# PROMPT 1
Answer each question from the cask premium post, one line per answer, marked (a), (b), (c):
(a) Which brewery announced that it was quitting cask production?
(b) What multibuy offer are Premium Bottled Ales lumped into at the big retailers?
(c) Which two breweries does the post name as ones whose beers customers would pay a bit over the odds for?
# PROMPT 2
List every business that the cask premium post names, whether a brewery or a pub chain.

# SUPPLIED TEXT
________________

Thursday, 12 January 2017

The cask premium

Following the announcement that Cloudwater were quitting cask production, there’s been a lot of talk in the blogosphere about how brewers of cask beer aren’t getting a fair return on their money, and that cask beer needs to be more expensive in pubs to remedy this situation. Now I can’t say I have much sympathy for this viewpoint, as I explained here, and if you attempted to argue to a typical group of drinkers that beer in pubs was too cheap you would be laughed out of court if you were lucky. And the market fundamentals aren’t going to change, so brewers have to live with the world as it is, not how they’d like it to be.

However, buried in all the noise, there is an important point in there. Some cask beer is much better than others, but within the market it’s very difficult to command a price premium for higher quality. As I argued here, there are price premiums for some categories of beer over others, and for some pubs and pub chains over others, but not between products in the same general category.

One obvious difficulty is that in many pubs, Spoons as well as independents, guest beers tend to by priced in strength bands, or even all at a single price. Yes, there will be some variation in what they pay for beers, but they’ll obviously be reluctant to pay well over the odds and cut their own margin to the bone. The same is true of Premium Bottled Ales where, in the big retailers, pretty much everything is lumped together in “4 for £6” multibuy offers.

Things aren’t helped either by the prevailing culture of ever-rotating guest beers. The varying beers are just seen as a homogenous, dispensable product. Even if your beer isn’t up to much, the pub probably won’t be having it on again, so it will be quickly forgotten. All cask beer certainly isn’t of broadly uniform quality, but when customers are confronted with an array of beers, and possibly breweries, that they have never heard of before, it’s well-nigh impossible for them to decide that one is worth more than another.

Part of the answer must therefore lie with pubs being prepared to charge a premium for beers that have a reputation for standing out from the rest of the herd. Of course this involves sticking your neck out a bit, but I think customers would genuinely be prepared to pay a bit over the odds for beers from breweries like Thornbridge and, yes, Cloudwater.

________________

# SOURCE MATERIAL

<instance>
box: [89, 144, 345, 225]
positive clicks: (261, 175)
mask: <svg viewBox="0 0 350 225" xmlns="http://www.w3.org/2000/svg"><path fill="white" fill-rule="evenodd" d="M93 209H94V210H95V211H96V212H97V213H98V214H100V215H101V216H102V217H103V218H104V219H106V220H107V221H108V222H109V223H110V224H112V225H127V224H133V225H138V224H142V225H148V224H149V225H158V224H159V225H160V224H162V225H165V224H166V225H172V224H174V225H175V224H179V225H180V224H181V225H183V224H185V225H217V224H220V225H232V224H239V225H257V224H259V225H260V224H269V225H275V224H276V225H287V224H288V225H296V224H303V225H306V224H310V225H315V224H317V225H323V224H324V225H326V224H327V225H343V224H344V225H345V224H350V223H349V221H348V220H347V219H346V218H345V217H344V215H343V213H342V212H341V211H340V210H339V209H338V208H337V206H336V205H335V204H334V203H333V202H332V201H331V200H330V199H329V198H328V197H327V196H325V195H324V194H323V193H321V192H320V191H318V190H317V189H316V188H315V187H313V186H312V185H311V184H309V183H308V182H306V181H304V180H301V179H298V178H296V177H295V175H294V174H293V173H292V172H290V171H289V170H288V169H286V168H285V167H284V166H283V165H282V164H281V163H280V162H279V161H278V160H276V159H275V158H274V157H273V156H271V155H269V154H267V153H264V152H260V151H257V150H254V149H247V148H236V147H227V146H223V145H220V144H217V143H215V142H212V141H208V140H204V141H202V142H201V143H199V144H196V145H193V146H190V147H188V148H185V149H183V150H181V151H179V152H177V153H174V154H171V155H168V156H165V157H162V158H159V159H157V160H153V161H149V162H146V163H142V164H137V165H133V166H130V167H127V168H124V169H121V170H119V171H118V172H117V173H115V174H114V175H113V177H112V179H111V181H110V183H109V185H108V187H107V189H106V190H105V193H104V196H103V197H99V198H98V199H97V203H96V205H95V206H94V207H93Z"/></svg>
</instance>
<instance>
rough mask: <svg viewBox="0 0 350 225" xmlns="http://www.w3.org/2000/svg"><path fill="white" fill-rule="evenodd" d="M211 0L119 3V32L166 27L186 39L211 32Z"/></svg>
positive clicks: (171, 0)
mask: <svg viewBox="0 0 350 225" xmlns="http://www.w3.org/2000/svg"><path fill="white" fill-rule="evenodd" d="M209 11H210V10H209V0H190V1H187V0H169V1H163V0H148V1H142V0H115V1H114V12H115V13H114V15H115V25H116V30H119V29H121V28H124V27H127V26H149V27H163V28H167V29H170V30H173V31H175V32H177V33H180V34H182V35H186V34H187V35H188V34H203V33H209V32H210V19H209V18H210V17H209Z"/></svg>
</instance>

________________

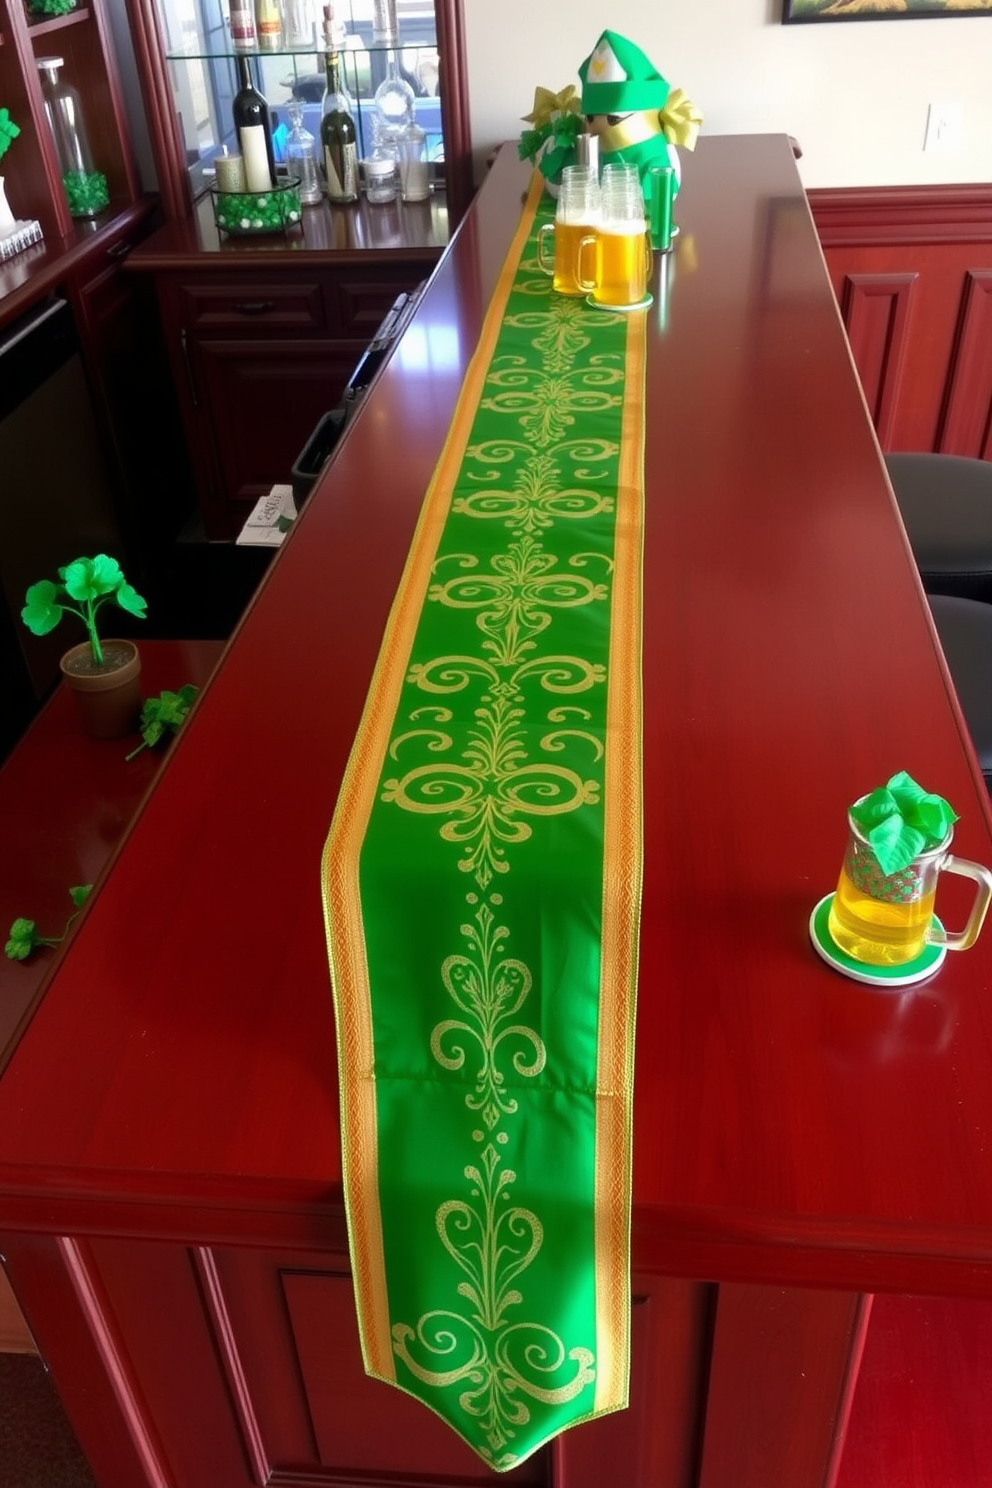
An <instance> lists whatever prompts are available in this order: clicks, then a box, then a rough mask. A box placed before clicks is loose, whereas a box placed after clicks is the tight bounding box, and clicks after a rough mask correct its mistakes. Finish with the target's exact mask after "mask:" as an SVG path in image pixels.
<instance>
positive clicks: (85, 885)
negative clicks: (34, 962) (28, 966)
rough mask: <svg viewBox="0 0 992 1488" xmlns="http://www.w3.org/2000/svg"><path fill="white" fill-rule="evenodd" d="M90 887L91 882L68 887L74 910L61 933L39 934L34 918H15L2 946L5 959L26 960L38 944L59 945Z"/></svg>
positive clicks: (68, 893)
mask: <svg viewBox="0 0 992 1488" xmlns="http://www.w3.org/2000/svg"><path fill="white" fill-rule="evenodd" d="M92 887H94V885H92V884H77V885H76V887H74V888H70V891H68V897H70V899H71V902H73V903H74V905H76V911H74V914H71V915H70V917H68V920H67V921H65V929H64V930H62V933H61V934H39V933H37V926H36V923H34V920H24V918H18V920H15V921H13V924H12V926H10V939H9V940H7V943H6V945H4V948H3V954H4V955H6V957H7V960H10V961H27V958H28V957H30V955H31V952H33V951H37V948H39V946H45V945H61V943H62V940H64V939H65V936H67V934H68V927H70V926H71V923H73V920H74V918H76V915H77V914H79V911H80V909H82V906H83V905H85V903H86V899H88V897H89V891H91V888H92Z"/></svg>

________________

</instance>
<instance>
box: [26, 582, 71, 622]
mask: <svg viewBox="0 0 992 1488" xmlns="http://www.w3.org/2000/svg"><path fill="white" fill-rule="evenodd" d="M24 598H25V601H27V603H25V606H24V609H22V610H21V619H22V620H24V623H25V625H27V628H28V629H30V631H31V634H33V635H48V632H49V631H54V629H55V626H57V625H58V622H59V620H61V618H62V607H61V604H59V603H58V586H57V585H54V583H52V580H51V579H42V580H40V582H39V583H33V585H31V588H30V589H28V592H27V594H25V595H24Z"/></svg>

________________

# WRITTEN RESPONSE 1
(a) Cloudwater
(b) "4 for £6"
(c) Thornbridge and Cloudwater

# WRITTEN RESPONSE 2
- Cloudwater
- Spoons
- Thornbridge